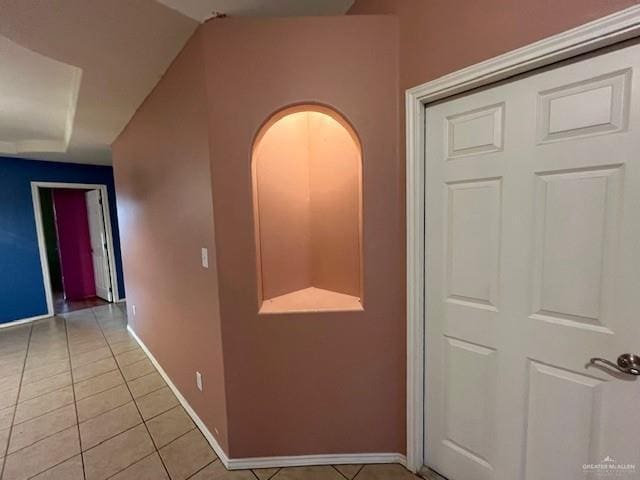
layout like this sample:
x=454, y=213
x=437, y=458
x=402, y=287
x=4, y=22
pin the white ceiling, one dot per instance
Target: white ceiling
x=73, y=72
x=202, y=10
x=38, y=101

□ □ □ □

Objective
Nothing but the pictures may be dropped; output the records above exactly.

Output
layout like this sample:
x=454, y=213
x=437, y=458
x=402, y=287
x=4, y=22
pin the white ceiling, one dot per instance
Target: white ceiling
x=73, y=72
x=202, y=10
x=38, y=101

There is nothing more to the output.